● What needs to be done
Take each line from the entries that holds "foliage" and copy it out.

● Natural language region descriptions
* * *
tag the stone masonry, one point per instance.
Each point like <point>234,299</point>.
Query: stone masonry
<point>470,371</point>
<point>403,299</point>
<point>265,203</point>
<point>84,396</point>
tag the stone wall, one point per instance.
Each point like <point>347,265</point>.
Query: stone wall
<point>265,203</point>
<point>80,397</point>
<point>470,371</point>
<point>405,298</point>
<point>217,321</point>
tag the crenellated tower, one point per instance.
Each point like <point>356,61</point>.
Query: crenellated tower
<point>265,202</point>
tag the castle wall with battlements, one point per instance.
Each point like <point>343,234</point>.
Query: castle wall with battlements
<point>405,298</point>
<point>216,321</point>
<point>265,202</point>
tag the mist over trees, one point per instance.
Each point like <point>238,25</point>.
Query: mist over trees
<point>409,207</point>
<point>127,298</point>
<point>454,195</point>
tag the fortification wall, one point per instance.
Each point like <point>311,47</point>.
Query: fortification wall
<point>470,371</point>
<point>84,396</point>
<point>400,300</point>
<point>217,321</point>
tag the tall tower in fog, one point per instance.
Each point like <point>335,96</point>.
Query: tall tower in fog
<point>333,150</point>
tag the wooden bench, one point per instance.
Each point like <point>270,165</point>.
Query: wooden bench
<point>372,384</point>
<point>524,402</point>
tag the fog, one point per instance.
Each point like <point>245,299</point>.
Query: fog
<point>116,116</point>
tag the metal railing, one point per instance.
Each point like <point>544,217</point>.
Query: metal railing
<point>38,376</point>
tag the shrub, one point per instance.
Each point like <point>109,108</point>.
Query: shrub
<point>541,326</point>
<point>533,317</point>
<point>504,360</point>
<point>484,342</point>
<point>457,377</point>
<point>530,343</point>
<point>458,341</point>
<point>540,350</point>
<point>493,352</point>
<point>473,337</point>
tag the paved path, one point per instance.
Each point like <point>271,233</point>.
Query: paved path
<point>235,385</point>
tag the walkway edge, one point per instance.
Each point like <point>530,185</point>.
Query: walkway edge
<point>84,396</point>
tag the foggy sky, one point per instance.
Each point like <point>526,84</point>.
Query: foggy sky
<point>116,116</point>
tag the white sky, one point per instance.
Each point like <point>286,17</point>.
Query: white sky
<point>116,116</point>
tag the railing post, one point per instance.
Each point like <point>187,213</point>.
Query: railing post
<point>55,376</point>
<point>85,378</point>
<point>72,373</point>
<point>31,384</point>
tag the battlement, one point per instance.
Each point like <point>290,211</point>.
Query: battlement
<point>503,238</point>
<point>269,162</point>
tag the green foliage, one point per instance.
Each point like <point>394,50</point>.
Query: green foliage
* * *
● Written response
tag the green foliage, one point per instance.
Query: green foliage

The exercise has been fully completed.